## Task brief
Can you rewrite the listing below with each "Trace" changed to "Draw" and everything else left as it is? Leave the pictures out of your answer.
─── The data ───
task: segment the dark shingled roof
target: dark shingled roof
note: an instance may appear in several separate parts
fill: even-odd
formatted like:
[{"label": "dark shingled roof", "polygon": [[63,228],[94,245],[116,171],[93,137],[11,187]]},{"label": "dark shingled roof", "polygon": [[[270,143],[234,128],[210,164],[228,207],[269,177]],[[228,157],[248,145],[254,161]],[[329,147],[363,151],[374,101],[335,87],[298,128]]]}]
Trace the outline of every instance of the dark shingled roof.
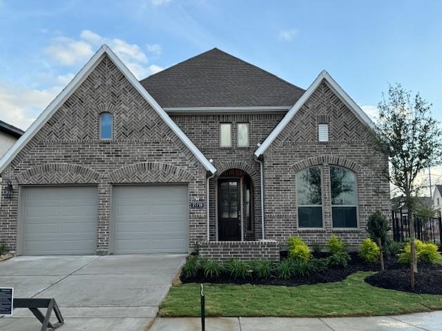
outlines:
[{"label": "dark shingled roof", "polygon": [[305,92],[218,48],[140,83],[163,108],[291,106]]},{"label": "dark shingled roof", "polygon": [[23,130],[12,126],[10,124],[8,124],[6,122],[3,122],[3,121],[0,121],[0,131],[6,132],[17,138],[20,138],[21,135],[25,133]]}]

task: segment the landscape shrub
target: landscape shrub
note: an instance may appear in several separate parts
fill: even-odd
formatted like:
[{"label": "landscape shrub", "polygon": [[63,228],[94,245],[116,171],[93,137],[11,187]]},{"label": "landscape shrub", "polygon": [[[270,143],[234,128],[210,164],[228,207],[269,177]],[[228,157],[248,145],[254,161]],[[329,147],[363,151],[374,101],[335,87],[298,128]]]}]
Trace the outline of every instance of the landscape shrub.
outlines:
───
## Exercise answer
task: segment the dark shingled roof
target: dark shingled roof
note: an instance may appear in several separate parts
fill: even-odd
formatted like:
[{"label": "dark shingled roof", "polygon": [[63,228],[94,245],[116,171],[93,137],[11,187]]},{"label": "dark shingled roof", "polygon": [[[270,143],[234,128],[210,164],[228,207],[269,177]],[[228,157],[248,145],[254,161]],[[329,147],[363,151],[374,101],[335,87],[298,128]]]}]
Draw the outline of every instance of the dark shingled roof.
outlines:
[{"label": "dark shingled roof", "polygon": [[305,92],[218,48],[140,83],[163,108],[291,106]]},{"label": "dark shingled roof", "polygon": [[23,130],[12,126],[10,124],[8,124],[6,122],[3,122],[3,121],[0,121],[0,131],[6,132],[17,138],[20,138],[21,135],[25,133]]}]

task: segment the landscape shrub
target: landscape shrub
note: an instance may appear in several separate parts
fill: even-odd
formatted like:
[{"label": "landscape shrub", "polygon": [[63,228],[94,245],[116,171],[93,137],[11,187]]},{"label": "landscape shrub", "polygon": [[[270,143],[234,128],[210,164],[228,207],[269,177]],[[228,157],[248,145],[254,161]],[[329,147],[363,151],[374,101],[335,87],[298,128]]]}]
Draw the outline of every instance of the landscape shrub.
outlines:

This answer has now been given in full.